◆ Material provided ◆
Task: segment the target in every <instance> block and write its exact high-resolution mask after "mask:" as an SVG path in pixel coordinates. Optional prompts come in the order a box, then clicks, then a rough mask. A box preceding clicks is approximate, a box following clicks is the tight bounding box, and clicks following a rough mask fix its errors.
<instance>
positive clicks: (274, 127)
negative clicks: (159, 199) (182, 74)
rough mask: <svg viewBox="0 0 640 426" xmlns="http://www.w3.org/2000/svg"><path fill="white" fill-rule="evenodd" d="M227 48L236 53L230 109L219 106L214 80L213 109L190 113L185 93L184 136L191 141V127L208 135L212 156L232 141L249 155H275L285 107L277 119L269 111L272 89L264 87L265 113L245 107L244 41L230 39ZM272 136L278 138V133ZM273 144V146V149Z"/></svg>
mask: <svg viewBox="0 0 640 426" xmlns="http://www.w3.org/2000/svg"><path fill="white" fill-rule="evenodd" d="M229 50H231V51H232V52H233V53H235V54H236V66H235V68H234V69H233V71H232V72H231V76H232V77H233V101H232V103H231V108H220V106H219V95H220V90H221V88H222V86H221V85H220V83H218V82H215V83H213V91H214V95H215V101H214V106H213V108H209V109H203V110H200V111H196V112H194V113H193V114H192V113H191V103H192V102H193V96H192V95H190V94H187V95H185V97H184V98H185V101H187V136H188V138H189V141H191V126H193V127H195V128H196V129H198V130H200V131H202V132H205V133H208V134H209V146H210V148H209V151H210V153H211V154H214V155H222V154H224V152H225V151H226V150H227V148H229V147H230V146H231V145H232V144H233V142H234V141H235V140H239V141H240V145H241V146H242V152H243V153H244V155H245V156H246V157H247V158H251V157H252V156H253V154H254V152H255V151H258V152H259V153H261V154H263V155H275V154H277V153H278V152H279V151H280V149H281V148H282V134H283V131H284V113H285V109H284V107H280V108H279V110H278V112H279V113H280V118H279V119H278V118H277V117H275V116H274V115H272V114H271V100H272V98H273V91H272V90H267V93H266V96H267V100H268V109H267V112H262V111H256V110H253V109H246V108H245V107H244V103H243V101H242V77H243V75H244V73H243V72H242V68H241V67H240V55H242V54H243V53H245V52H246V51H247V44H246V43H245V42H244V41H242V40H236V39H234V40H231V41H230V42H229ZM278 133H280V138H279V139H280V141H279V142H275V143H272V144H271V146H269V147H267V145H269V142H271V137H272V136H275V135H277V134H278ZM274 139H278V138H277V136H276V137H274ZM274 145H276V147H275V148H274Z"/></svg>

◆ Problem to solve ◆
All the records, from the first line to the last: repeat them exactly.

◆ Task result ◆
Task: segment the target in every <instance> block and write its exact high-resolution mask after "mask:" as an SVG path in pixel coordinates. Optional prompts come in the order a box, then clicks, then a rough mask. A box preceding clicks is approximate, a box following clicks is the tight bounding box, and clicks following a rough mask fix its errors.
<instance>
positive clicks: (274, 127)
negative clicks: (159, 199) (182, 74)
rough mask: <svg viewBox="0 0 640 426" xmlns="http://www.w3.org/2000/svg"><path fill="white" fill-rule="evenodd" d="M227 48L236 53L230 109L219 106L214 80L213 109L190 113L185 93L184 136L191 141V127L208 135L212 156L232 141L249 155H275L285 107L277 119L269 111L272 89L264 87L265 113L245 107L244 41L230 39ZM272 136L278 138V133ZM273 144V146V149Z"/></svg>
mask: <svg viewBox="0 0 640 426" xmlns="http://www.w3.org/2000/svg"><path fill="white" fill-rule="evenodd" d="M229 50H231V51H232V52H233V53H235V54H236V66H235V68H234V69H233V71H232V72H231V76H232V77H233V101H232V103H231V108H220V106H219V95H220V90H221V88H222V86H221V85H220V83H218V82H215V83H213V91H214V95H215V101H214V106H213V108H209V109H203V110H200V111H196V112H194V113H193V114H192V113H191V103H192V102H193V96H192V95H190V94H187V95H185V97H184V98H185V101H187V136H188V138H189V141H191V126H193V127H195V128H196V129H198V130H200V131H202V132H205V133H208V134H209V146H210V148H209V151H210V153H211V154H214V155H222V154H224V152H225V151H226V150H227V148H229V147H230V146H231V145H232V144H233V142H234V141H235V140H239V141H240V145H241V146H242V152H243V153H244V155H245V156H246V157H247V158H251V157H252V156H253V154H254V152H255V151H258V152H259V153H261V154H263V155H275V154H277V153H278V152H279V151H280V149H281V148H282V134H283V131H284V113H285V109H284V107H280V108H279V110H278V112H279V113H280V118H279V119H278V118H277V117H275V116H274V115H272V114H271V100H272V98H273V91H272V90H267V93H266V96H267V100H268V109H267V112H262V111H256V110H253V109H246V108H245V107H244V103H243V101H242V77H243V75H244V73H243V72H242V68H241V67H240V55H242V54H243V53H245V52H246V51H247V44H246V43H245V42H244V41H242V40H236V39H234V40H231V41H230V42H229ZM278 133H280V138H279V139H280V141H279V142H275V143H272V144H271V146H269V147H267V145H269V142H271V137H272V136H275V135H277V134H278ZM274 139H278V138H277V136H276V137H274ZM274 145H276V147H275V148H274Z"/></svg>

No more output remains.